▶ WORK INSTRUCTIONS: Rewrite the rows as a Markdown table with the columns "Number" and "Entry," starting at the line that contains "of the patterned" and continuing through the end of the rows. Leave out any blank lines.

[Location labeling records]
○ ○ ○
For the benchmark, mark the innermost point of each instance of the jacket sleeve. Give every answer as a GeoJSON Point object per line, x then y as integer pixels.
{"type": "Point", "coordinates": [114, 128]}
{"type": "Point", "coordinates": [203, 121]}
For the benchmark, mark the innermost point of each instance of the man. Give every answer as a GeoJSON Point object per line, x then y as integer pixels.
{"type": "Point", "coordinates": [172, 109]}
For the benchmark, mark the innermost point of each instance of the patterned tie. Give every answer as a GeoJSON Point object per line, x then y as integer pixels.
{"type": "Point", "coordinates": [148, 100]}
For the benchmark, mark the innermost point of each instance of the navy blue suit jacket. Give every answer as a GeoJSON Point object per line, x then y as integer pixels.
○ ○ ○
▶ OUTPUT OF THE TASK:
| Number | Entry |
|---|---|
| 1 | For the benchmark, mark the innermost point of each instance of the patterned tie. Give every answer as a GeoJSON Point object per line, x then y as integer pixels. |
| 2 | {"type": "Point", "coordinates": [148, 100]} |
| 3 | For the benchmark, mark the innermost point of each instance of the navy blue suit jacket. Give every answer as a GeoJSON Point object per line, x then y as integer pixels. |